Copy the entire listing below verbatim, line by line, leaving out the pictures.

● ● ● ● ●

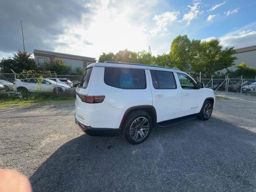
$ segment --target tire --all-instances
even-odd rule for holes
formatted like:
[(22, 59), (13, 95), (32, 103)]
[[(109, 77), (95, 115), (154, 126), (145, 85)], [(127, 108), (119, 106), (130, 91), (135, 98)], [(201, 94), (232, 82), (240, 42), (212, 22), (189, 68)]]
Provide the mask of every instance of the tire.
[(28, 93), (28, 90), (26, 87), (19, 87), (17, 88), (17, 90), (19, 92), (23, 93)]
[(123, 134), (130, 143), (139, 144), (148, 138), (153, 127), (152, 118), (148, 113), (135, 111), (126, 119), (123, 126)]
[[(58, 88), (58, 93), (59, 92), (63, 92), (63, 90), (62, 88), (61, 88), (60, 87), (58, 87), (57, 88)], [(54, 93), (56, 93), (56, 88), (54, 88), (53, 89), (53, 92)]]
[(211, 117), (212, 113), (212, 103), (210, 100), (207, 100), (204, 102), (197, 118), (200, 120), (206, 121)]

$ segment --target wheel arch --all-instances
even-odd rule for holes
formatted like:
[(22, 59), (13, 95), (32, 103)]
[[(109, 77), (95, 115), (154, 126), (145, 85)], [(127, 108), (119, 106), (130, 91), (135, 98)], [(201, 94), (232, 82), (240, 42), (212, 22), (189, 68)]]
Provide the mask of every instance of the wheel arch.
[(119, 128), (122, 128), (124, 121), (129, 114), (132, 112), (138, 110), (141, 110), (148, 113), (152, 118), (154, 123), (156, 123), (156, 112), (155, 108), (153, 106), (149, 105), (139, 105), (130, 107), (125, 111), (120, 123)]
[(28, 90), (28, 91), (29, 91), (28, 90), (28, 88), (27, 88), (26, 87), (24, 86), (19, 86), (18, 87), (17, 87), (16, 88), (17, 90), (18, 90), (18, 89), (19, 90), (20, 90), (20, 89), (22, 89), (23, 88), (25, 88), (27, 90)]
[(208, 101), (208, 100), (209, 100), (210, 101), (212, 102), (212, 106), (214, 106), (214, 98), (213, 97), (208, 97), (208, 98), (206, 98), (204, 100), (204, 102), (203, 103), (203, 104), (202, 106), (202, 107), (201, 108), (201, 110), (200, 110), (200, 112), (201, 112), (202, 111), (202, 110), (203, 109), (203, 107), (204, 106), (204, 104), (205, 103), (206, 101)]

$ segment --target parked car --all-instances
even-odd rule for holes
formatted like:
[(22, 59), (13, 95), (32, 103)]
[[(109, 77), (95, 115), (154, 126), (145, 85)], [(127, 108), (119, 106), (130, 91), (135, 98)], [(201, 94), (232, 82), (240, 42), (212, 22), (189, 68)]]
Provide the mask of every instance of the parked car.
[(234, 83), (234, 86), (232, 86), (232, 87), (228, 88), (228, 90), (230, 91), (234, 91), (236, 92), (240, 92), (241, 91), (241, 87), (243, 87), (245, 85), (250, 85), (253, 83), (256, 82), (255, 80), (249, 80), (248, 81), (243, 81), (243, 84), (242, 84), (242, 80), (240, 80), (235, 83)]
[(73, 87), (76, 87), (78, 86), (78, 85), (80, 83), (80, 81), (77, 81), (77, 80), (72, 81), (72, 83), (73, 83)]
[(207, 120), (215, 102), (204, 88), (177, 69), (114, 62), (91, 64), (76, 88), (75, 119), (92, 136), (121, 133), (131, 144), (166, 127), (198, 118)]
[[(22, 80), (17, 79), (16, 83), (13, 86), (14, 91), (23, 92), (55, 92), (56, 91), (56, 82), (48, 79), (30, 78)], [(70, 90), (67, 85), (57, 83), (58, 91), (62, 92)]]
[[(48, 78), (48, 79), (56, 82), (56, 78)], [(60, 84), (63, 84), (64, 85), (68, 85), (70, 87), (73, 87), (73, 83), (70, 81), (70, 79), (66, 78), (57, 78), (57, 82)]]
[(4, 91), (5, 89), (5, 88), (4, 87), (4, 85), (0, 83), (0, 92)]
[(254, 92), (256, 87), (256, 82), (252, 83), (249, 85), (246, 85), (242, 87), (242, 90), (243, 93)]
[(3, 85), (6, 89), (10, 89), (13, 85), (13, 83), (4, 79), (0, 79), (0, 84)]

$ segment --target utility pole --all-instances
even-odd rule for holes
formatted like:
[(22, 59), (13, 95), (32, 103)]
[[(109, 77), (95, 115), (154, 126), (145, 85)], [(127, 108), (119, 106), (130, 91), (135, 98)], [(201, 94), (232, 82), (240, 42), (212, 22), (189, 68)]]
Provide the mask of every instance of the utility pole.
[(21, 16), (20, 12), (20, 24), (21, 24), (21, 31), (22, 33), (22, 40), (23, 41), (23, 50), (25, 52), (25, 45), (24, 44), (24, 37), (23, 36), (23, 28), (22, 28), (22, 22), (21, 20)]
[(151, 49), (150, 48), (150, 46), (148, 46), (148, 53), (150, 54), (150, 55), (152, 54), (151, 53)]

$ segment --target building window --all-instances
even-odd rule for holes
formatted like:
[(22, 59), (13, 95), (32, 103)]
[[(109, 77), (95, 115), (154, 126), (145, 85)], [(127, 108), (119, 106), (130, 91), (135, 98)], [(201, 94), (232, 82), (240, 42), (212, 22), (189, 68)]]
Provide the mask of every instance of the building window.
[(37, 58), (38, 65), (41, 65), (44, 66), (45, 65), (46, 63), (48, 63), (48, 60), (47, 58), (42, 58), (41, 57), (38, 57)]

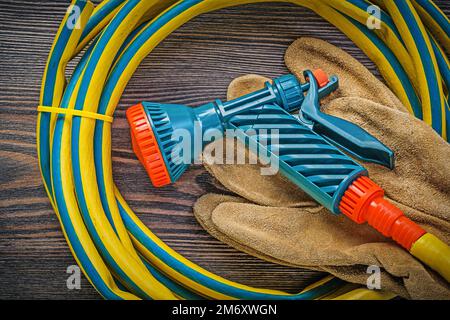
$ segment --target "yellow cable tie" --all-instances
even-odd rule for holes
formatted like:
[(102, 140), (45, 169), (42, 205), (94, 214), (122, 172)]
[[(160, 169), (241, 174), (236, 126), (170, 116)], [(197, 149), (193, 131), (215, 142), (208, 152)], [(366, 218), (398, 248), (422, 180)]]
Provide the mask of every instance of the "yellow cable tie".
[(83, 118), (89, 118), (94, 120), (100, 120), (112, 123), (114, 118), (90, 111), (85, 110), (77, 110), (77, 109), (66, 109), (66, 108), (56, 108), (56, 107), (46, 107), (46, 106), (38, 106), (38, 112), (49, 112), (49, 113), (57, 113), (57, 114), (64, 114), (64, 115), (71, 115), (71, 116), (77, 116), (77, 117), (83, 117)]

● ● ● ● ●

**Solved exercise**.
$ segment --target tire --all-instances
even-odd rule for holes
formatted like:
[(22, 59), (13, 95), (32, 103)]
[[(109, 77), (95, 115), (154, 126), (145, 85)], [(127, 108), (119, 106), (130, 91), (135, 98)], [(201, 94), (232, 82), (240, 42), (212, 22), (189, 68)]]
Provide the mask of every instance of the tire.
[(28, 93), (28, 90), (26, 87), (19, 87), (17, 88), (17, 90), (19, 92), (23, 93)]
[(123, 134), (130, 143), (139, 144), (148, 138), (153, 127), (152, 118), (148, 113), (135, 111), (126, 119), (123, 126)]
[[(58, 88), (58, 93), (59, 92), (63, 92), (63, 90), (62, 88), (61, 88), (60, 87), (58, 87), (57, 88)], [(54, 93), (56, 93), (56, 88), (54, 88), (53, 89), (53, 92)]]
[(211, 117), (212, 113), (212, 103), (210, 100), (207, 100), (204, 102), (197, 118), (200, 120), (206, 121)]

$ segment --target wheel arch --all-instances
even-odd rule for holes
formatted like:
[(22, 59), (13, 95), (32, 103)]
[[(109, 77), (95, 115), (154, 126), (145, 85)], [(127, 108), (119, 106), (130, 91), (135, 98)], [(201, 94), (232, 82), (240, 42), (212, 22), (189, 68)]]
Provide the mask of every instance of the wheel arch.
[(119, 128), (122, 128), (124, 121), (129, 114), (132, 112), (138, 110), (141, 110), (148, 113), (152, 118), (154, 123), (156, 123), (156, 112), (155, 108), (153, 106), (149, 105), (139, 105), (130, 107), (125, 111), (120, 123)]
[(28, 90), (28, 91), (29, 91), (28, 90), (28, 88), (27, 88), (26, 87), (24, 86), (19, 86), (18, 87), (17, 87), (16, 88), (17, 90), (18, 90), (18, 89), (19, 90), (20, 90), (20, 89), (22, 89), (23, 88), (25, 88), (27, 90)]
[(208, 101), (208, 100), (209, 100), (210, 101), (212, 102), (212, 106), (214, 106), (214, 98), (213, 97), (208, 97), (208, 98), (206, 98), (204, 100), (204, 102), (203, 103), (203, 104), (202, 106), (202, 107), (201, 108), (201, 110), (200, 110), (200, 112), (201, 112), (202, 111), (202, 110), (203, 109), (203, 107), (204, 106), (204, 104), (205, 103), (206, 101)]

$ segment --target parked car --all-instances
even-odd rule for holes
formatted like:
[(22, 59), (13, 95), (32, 103)]
[[(109, 77), (95, 115), (154, 126), (145, 85)], [(127, 108), (119, 106), (130, 91), (135, 98)], [(201, 94), (232, 82), (240, 42), (212, 22), (189, 68)]]
Provide the mask of every instance of the parked car.
[(234, 83), (234, 86), (232, 86), (232, 87), (228, 88), (228, 90), (230, 91), (234, 91), (236, 92), (240, 92), (241, 91), (241, 87), (243, 87), (245, 85), (250, 85), (253, 83), (256, 82), (255, 80), (249, 80), (248, 81), (243, 81), (243, 84), (242, 84), (242, 80), (240, 80), (235, 83)]
[(73, 87), (76, 87), (78, 86), (78, 85), (80, 83), (80, 81), (77, 81), (77, 80), (72, 81), (72, 83), (73, 83)]
[(207, 120), (215, 102), (204, 88), (177, 69), (114, 62), (91, 64), (76, 88), (75, 119), (92, 136), (121, 133), (131, 144), (166, 127), (198, 118)]
[[(22, 80), (17, 79), (16, 83), (13, 86), (14, 91), (23, 92), (55, 92), (56, 91), (56, 82), (48, 79), (30, 78)], [(70, 90), (67, 85), (57, 83), (58, 91), (62, 92)]]
[[(48, 78), (48, 79), (56, 82), (56, 78)], [(60, 84), (63, 84), (64, 85), (68, 85), (70, 87), (73, 87), (73, 83), (70, 81), (70, 79), (66, 78), (57, 78), (57, 82)]]
[(4, 91), (5, 89), (5, 88), (4, 87), (4, 85), (0, 83), (0, 92)]
[(254, 92), (256, 87), (256, 82), (252, 83), (249, 85), (246, 85), (242, 87), (242, 90), (243, 93)]
[(3, 85), (6, 89), (10, 89), (13, 85), (13, 83), (4, 79), (0, 79), (0, 84)]

$ segment --target utility pole --all-instances
even-odd rule for holes
formatted like:
[(22, 59), (13, 95), (32, 103)]
[[(109, 77), (95, 115), (154, 126), (145, 85)], [(127, 108), (119, 106), (130, 91), (135, 98)], [(201, 94), (232, 82), (240, 42), (212, 22), (189, 68)]]
Provide the mask of every instance of the utility pole.
[(21, 16), (20, 12), (20, 24), (21, 24), (21, 31), (22, 33), (22, 40), (23, 41), (23, 50), (25, 52), (25, 45), (24, 44), (24, 37), (23, 36), (23, 28), (22, 28), (22, 22), (21, 20)]
[(151, 49), (150, 48), (150, 46), (148, 46), (148, 53), (150, 54), (150, 55), (152, 54), (151, 53)]

$ segment --target building window --all-instances
even-odd rule for holes
formatted like:
[(22, 59), (13, 95), (32, 103)]
[[(109, 77), (95, 115), (154, 126), (145, 85)], [(127, 108), (119, 106), (130, 91), (135, 98)], [(201, 94), (232, 82), (240, 42), (212, 22), (189, 68)]]
Provide the mask of every instance of the building window.
[(37, 58), (38, 65), (41, 65), (44, 66), (45, 65), (46, 63), (48, 63), (48, 60), (47, 58), (42, 58), (41, 57), (38, 57)]

$ segment --target "yellow cable tie" --all-instances
even-odd rule for holes
formatted like:
[(102, 140), (45, 169), (42, 205), (94, 214), (122, 172)]
[[(160, 169), (241, 174), (236, 126), (170, 116)], [(197, 149), (193, 131), (215, 142), (208, 152)], [(366, 218), (398, 248), (422, 180)]]
Provide the mask of every instance of the "yellow cable tie".
[(83, 118), (89, 118), (94, 120), (100, 120), (112, 123), (114, 118), (90, 111), (85, 110), (77, 110), (77, 109), (66, 109), (66, 108), (56, 108), (56, 107), (46, 107), (46, 106), (38, 106), (38, 112), (49, 112), (49, 113), (57, 113), (57, 114), (64, 114), (64, 115), (71, 115), (71, 116), (77, 116), (77, 117), (83, 117)]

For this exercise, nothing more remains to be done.